Segment Start: READING TEXT
Discover eLearning are delighted to announce that one of our recent projects has been nominated for a prestigious Learning Technologies Award.
Alice in Typhoidland, an exhibition created in collaboration with the University of Oxford, has been nominated for the Best Learning Game category at the upcoming 2020 awards.
The exhibition explored the history of typhoid in Oxford – a bacterial infection that blighted the population until the 1800s when new research ensured that it became a preventable disease.
Discover eLearning were drafted in to create the interactive elements of the exhibition. Amongst the exhibits designed were touch screen interactive games available to play in the university’s Weston Library venue.
The games were located in the main hallway on large display cabinets, along with an interactive map that detailed the spread of typhoid and the measures taken to control it between the years 1872 and 1901.
The games designed included the Mad Hatter Pipe Challenge, a puzzle game challenging visitors to fix the Mad Hatter’s plumbing so he can host a sanitary tea party and prevent his guests contracting typhoid.
The Dean Liddell River Challenge saw players attempting to help Alice’s father improve Oxford’s drinking water by placing drinking fountains and cesspools in strategic places around the city.
Alice in Typhoidland was required to be as accessible to as many people as possible, and so was built around several talks, games, animations and interactive exhibits.
The shortlisting follows two nominations for Discover eLearning at last year’s Learning Technologies Awards, for Excellence in the Design of Learning Content (public and non-profit sector) and Best Online Distance Learning Programme alongside Middlesbrough College.
Segment End: READING TEXT
#### WORK TO COMPLETE
A. List every award category named in the typhoid exhibition article.
B. Repeat the typhoid exhibition article word for word, starting at "The games designed" and ending at "around the city.".
Rely on nothing but the typhoid exhibition article.
Segment Start: LISTED ENTRIES
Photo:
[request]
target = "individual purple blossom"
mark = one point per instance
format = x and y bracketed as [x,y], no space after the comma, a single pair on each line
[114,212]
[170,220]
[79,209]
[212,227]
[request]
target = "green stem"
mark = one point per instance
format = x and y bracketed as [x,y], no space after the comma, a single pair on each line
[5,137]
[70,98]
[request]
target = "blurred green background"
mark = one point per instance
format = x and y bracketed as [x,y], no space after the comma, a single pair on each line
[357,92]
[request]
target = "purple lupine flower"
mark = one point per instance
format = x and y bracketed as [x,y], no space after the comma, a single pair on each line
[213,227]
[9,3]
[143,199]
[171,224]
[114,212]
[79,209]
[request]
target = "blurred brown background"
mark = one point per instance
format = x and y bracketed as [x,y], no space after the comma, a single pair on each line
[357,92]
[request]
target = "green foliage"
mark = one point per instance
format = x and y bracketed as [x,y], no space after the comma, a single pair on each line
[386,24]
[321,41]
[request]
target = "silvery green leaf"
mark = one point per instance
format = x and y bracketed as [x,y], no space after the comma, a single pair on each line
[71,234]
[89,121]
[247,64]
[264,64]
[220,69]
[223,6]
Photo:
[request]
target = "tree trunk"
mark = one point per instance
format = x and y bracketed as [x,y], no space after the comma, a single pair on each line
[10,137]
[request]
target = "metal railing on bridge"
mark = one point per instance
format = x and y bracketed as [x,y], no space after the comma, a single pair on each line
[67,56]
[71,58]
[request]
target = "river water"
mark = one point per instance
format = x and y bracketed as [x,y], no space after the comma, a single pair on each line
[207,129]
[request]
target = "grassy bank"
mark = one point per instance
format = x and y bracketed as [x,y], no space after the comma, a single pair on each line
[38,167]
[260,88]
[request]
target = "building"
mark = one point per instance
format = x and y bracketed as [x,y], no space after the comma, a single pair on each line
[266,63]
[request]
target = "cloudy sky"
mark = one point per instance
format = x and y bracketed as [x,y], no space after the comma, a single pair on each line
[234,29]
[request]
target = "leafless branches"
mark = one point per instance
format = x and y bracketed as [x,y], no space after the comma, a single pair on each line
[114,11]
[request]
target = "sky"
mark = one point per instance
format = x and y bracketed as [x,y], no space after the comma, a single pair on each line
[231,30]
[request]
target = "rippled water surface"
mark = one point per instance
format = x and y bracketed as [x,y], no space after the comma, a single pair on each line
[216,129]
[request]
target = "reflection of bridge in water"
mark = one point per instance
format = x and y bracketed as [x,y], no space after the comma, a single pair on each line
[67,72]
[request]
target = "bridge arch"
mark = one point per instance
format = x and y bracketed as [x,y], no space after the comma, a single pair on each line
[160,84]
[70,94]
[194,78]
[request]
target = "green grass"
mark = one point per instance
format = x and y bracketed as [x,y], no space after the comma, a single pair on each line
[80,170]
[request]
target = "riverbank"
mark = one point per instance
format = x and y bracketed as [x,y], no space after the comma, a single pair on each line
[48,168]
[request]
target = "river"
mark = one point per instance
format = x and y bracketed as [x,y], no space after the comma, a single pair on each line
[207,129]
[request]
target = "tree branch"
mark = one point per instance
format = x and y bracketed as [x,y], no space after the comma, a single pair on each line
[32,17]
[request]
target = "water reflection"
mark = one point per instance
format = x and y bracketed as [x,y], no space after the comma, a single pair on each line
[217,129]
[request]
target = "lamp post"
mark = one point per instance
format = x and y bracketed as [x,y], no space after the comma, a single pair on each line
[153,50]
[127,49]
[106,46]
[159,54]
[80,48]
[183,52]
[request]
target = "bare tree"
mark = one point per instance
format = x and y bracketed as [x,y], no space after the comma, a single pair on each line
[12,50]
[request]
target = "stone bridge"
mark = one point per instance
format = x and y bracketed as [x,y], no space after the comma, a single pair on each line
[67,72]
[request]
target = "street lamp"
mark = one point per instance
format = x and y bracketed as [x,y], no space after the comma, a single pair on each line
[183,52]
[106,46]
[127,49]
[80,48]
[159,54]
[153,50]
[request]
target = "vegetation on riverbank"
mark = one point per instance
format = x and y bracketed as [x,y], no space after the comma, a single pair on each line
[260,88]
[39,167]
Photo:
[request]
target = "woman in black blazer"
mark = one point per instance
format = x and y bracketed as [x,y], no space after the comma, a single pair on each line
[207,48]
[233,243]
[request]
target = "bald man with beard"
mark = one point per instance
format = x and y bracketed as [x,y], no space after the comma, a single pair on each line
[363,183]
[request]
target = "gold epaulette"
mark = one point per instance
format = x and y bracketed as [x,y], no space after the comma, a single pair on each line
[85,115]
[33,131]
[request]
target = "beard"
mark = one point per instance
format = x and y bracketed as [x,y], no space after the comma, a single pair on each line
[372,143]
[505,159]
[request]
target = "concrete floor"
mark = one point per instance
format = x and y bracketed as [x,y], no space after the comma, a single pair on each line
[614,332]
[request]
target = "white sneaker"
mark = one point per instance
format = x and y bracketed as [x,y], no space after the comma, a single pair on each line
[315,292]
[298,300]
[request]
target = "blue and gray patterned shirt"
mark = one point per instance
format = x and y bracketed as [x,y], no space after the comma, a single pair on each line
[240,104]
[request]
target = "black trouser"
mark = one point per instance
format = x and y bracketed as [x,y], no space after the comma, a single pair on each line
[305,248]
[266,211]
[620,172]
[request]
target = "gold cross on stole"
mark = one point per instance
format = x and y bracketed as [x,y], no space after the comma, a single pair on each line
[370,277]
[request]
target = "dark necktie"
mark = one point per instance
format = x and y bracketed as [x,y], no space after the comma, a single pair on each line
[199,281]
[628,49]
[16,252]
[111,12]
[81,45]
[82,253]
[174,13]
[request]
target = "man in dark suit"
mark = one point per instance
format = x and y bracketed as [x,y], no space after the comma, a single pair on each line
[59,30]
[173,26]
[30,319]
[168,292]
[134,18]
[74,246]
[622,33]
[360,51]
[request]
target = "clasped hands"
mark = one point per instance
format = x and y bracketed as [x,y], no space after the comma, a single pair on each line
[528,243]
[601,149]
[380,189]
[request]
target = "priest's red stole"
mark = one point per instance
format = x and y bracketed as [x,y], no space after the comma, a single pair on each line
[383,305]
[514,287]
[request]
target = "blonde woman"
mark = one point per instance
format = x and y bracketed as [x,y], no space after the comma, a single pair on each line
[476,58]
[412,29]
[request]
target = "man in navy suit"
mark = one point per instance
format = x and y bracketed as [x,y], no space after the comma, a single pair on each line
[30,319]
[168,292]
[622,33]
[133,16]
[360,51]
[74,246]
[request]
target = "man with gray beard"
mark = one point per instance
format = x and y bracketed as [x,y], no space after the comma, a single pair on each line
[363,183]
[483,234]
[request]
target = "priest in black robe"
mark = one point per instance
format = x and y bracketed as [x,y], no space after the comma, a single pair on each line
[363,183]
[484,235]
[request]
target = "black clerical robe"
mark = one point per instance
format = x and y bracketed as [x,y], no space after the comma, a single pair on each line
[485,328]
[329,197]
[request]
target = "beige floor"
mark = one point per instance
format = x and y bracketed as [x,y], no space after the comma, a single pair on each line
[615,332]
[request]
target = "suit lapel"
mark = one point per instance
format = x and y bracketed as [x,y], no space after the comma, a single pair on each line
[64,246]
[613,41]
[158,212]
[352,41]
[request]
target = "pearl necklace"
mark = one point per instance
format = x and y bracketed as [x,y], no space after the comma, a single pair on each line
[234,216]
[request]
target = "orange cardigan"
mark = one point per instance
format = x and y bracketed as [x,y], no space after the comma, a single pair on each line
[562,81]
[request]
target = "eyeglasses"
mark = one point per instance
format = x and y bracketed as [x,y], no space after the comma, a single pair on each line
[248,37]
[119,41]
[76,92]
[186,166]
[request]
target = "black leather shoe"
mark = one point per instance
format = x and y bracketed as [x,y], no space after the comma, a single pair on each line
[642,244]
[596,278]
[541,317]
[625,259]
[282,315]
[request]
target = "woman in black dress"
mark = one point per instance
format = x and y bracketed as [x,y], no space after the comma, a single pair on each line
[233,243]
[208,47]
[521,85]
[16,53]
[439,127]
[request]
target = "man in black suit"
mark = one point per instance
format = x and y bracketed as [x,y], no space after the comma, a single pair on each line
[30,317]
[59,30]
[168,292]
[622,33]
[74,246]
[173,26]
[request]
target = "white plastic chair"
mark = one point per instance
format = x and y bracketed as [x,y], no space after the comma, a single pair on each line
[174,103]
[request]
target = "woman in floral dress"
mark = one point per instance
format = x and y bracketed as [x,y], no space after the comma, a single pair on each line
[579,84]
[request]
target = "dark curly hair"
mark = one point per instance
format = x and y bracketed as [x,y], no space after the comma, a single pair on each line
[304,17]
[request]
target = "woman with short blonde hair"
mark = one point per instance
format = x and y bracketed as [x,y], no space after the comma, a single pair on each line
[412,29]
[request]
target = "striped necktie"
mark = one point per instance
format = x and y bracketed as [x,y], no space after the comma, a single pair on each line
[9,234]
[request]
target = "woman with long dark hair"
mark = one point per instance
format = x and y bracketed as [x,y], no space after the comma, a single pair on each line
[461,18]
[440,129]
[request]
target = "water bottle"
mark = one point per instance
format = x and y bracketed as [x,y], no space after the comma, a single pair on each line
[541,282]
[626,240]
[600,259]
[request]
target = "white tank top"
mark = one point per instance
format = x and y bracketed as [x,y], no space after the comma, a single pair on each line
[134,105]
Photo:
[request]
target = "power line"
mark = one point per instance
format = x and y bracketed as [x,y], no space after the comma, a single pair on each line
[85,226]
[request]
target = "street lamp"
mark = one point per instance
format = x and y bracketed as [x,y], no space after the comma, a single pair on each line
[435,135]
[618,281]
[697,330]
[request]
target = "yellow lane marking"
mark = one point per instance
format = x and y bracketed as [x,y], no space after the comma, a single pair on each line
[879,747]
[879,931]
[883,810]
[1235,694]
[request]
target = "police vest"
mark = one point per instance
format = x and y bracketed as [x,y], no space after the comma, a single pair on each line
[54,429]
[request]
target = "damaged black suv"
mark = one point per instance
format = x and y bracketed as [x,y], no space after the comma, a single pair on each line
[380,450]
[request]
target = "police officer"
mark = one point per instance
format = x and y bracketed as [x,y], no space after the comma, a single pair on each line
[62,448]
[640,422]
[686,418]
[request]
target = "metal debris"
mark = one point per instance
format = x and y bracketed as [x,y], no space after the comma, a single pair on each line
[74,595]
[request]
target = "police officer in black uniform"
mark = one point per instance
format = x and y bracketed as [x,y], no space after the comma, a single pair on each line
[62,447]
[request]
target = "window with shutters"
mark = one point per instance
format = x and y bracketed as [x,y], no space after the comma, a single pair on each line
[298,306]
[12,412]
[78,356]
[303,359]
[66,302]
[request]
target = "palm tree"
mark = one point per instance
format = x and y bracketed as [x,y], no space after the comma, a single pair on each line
Segment End: LISTED ENTRIES
#### EXPECTED OUTPUTS
A.
- Best Learning Game
- Excellence in the Design of Learning Content (public and non-profit sector)
- Best Online Distance Learning Programme

B.
The games designed included the Mad Hatter Pipe Challenge, a puzzle game challenging visitors to fix the Mad Hatter’s plumbing so he can host a sanitary tea party and prevent his guests contracting typhoid.
The Dean Liddell River Challenge saw players attempting to help Alice’s father improve Oxford’s drinking water by placing drinking fountains and cesspools in strategic places around the city.